09 março 2011

Esposa de Mentirinha (Just Go With It, 2011)

Escrito por Márcio Sallem

Desde 1999 a produtora de Adam Sandler, a Happy Madison Productions, despeja atrocidades auto-entituladas comédias para a família nos cinemas e que revelam, invariavelmente, o mau gosto do fundador e de toda a trupe de diretores, roteiristas e atores associados aos projetos. Assim, para os satisfatórios Como se Fosse a Primeira Vez ou Eu os Declaro Marido e... Larry, são produzidas uma meia dúzia de bobagens medíocres como Tratamento de Choque, Click e Gente Grande e outra meia dúzia de calamidades como Little Nicky, Gigolô por Acidente, Animal, Joe Sujo, Garota Veneno... e esta última lista é tão grande que  poderia esgotaria os caracteres restantes para descontruir essa esporadicamente engraçada, mas incrivelmente boba  e insossa comédia "romântica".

É interessante que Esposa de Mentirinha seja a refilmagem do engraçado Flor de Cactus de 1969, no qual Walther Matthau interpretava um dentista que convencia a enfermeira  interpretada por Ingrid Bergman a posar de esposa para sustentar a mentira contada a personagem de Goldie Hawn (que por este filme ganhou o único Oscar de sua carreira). Transportado para os dias atuais de Dr. Hollywood, o roteiro de Allan Loeb e Timothy Dowling transforma o dentista do original em Danny, um cirurgião plástico bem sucedido em Beverly Hills e ideal para que Adam Sandler crie uma extensa galeria de infames piadas sobre deformidades plásticas, e portanto, o uso excessivo de botox ou silicone parecem ser os únicos recursos do comediante.

Mas, se a mudança de ofício parece justificada pelo grande nariz de Cyrano de Bergerac, um crime da maquiagem na artificial prótese nasal, outras decisões dos roteiristas evidenciam a completa falta de inteligência da dupla. Katherine (Jennifer Aniston) não tinha filhos na versão original e, apesar de representarem alguns dos melhores momentos cômicos, também denunciam a inabilidade dos roteiristas em tornar verossímil e aceitável a mentira contada, o que apenas reforça a pergunta da pequena Maggie: "Porque você não conta a verdade?". Em outro momento, Katherine racionalmente apresenta um argumento interessante, pois se ela é a recepcionista e enfermeira de Danny, é inevitável que Palmer (Brooklyn Decker) descubra a verdade. Porém, Loeb e Downling sequer conseguem vislumbrar a ignorância em um crime que passa desapercebido debaixo de seus olhos, pois se Danny e Palmer desejam se casar no Havaí, como eles o fariam se Danny e Katherine supostamente não estão ainda divorciados? Bigamia deixou de ser crime?

— Listagem —
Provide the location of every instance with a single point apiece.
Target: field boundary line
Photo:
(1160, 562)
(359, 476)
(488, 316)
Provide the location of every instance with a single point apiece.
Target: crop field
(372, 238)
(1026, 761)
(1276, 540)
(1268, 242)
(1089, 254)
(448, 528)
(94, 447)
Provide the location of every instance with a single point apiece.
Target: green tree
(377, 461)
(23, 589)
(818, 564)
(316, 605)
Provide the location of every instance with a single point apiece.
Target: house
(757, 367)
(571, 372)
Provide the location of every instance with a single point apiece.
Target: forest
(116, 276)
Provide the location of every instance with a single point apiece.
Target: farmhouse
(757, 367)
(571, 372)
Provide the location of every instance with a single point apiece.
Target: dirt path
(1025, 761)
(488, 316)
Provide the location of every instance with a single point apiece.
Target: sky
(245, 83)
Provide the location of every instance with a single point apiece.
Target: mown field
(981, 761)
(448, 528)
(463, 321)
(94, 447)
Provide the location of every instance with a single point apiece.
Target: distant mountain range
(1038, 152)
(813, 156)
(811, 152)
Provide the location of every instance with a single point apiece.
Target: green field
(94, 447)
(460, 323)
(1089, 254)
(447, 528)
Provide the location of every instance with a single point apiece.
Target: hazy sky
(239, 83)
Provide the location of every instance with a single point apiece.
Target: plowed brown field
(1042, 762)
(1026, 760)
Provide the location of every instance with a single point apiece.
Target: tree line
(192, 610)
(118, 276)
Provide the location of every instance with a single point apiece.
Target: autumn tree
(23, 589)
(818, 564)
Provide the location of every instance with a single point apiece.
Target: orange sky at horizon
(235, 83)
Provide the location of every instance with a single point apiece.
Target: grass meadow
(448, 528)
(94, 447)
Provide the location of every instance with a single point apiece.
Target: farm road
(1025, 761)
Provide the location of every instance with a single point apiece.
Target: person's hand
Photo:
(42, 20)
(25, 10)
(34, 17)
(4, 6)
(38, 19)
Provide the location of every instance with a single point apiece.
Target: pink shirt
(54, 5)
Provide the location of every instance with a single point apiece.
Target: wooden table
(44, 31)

— Instruções das tarefas —
A. De acordo com a crítica de Esposa de Mentirinha, de qual filme ele é uma refilmagem?
B. Prossiga a crítica de Esposa de Mentirinha a partir do ponto em que ela para.

— Respostas das tarefas —
A. Flor de Cactus, de 1969.

B.
Se todos os deslizes do roteiro denunciam a fraqueza, ou ao menos, a mediocridade, do projeto, o olhar dos roteiristas em enxergar referências é tão profundo quanto à maturidade de Palmer, assídua leitora da revista Seventeen e amante do N' Sync, o que para uma pedagoga, é quase o homicídio da educação dos nossos jovens. Assim, as piadinhas relativas à Senhor dos Anéis ou Jogos Mortais, ou menções a Californication e Hannah Montana, revelam toda a infantilidade do projeto e explicam o porquê de, depois de apenas uma breve conversa na praia e uma noite de sexo, Danny se apaixonar perdidamente pela infantilóide e ingênua  Palmer. No entanto, não se esqueçam do nome dos protagonistas, da suposta mensagem passada pelo roteiro e do gênero a que a produção pertence antes de imaginar o desfecho clichê da narrativa.

Comandada por Dennis Dugan, cuja maior qualidade parece ser deixar Adam Sandler fazer o que bem entender, a narrativa jamais encontra justificativas para se estender por quase 120 minutos. Temendo alongar-se ainda mais, o diretor insere um epílogo frouxo que pretende fechar as pontas soltas deixadas pela profusão de personagens e deixa a cargo do espectador a ingrata tarefa de imaginar a solução de todos os conflitos. Dennis Dugan é tão "inspirado" e "criativo" que ele se permite não apenas uma, mas três cenas em câmera lenta em que os personagens caminham descompromissadamente em direção à tela.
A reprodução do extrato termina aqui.